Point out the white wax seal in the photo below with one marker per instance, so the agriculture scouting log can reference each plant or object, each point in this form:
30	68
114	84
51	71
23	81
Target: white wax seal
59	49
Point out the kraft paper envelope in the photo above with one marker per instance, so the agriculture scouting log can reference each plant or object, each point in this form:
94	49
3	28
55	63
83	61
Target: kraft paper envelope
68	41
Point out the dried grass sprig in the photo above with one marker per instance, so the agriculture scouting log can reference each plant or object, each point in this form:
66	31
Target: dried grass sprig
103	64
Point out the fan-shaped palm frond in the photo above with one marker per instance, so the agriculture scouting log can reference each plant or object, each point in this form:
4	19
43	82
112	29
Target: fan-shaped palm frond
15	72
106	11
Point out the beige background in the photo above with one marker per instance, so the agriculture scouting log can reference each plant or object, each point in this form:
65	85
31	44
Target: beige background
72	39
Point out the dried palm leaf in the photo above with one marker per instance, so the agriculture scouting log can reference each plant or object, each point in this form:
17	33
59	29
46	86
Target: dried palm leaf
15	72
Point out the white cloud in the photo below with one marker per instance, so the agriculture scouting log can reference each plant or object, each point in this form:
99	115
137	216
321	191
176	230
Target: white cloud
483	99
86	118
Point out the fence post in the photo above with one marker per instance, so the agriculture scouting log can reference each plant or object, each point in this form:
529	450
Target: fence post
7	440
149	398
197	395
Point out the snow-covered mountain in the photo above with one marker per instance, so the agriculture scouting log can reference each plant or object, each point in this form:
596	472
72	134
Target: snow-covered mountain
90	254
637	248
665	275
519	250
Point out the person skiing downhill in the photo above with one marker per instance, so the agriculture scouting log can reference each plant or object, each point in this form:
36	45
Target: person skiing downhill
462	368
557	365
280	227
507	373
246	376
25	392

→ **Consegna**
Trascrivi senza alcuna modifica le righe qui sopra, a partire da quella che contiene "Point out the person" fino all'ultima riga, entrambe comprese.

→ **Risposta**
Point out the person skiing downhill in the photo above with one marker per instance, so the agriculture scouting log can reference each plant or object, each point in this form:
36	45
Target: person skiing downhill
462	368
557	365
280	227
507	373
246	376
25	392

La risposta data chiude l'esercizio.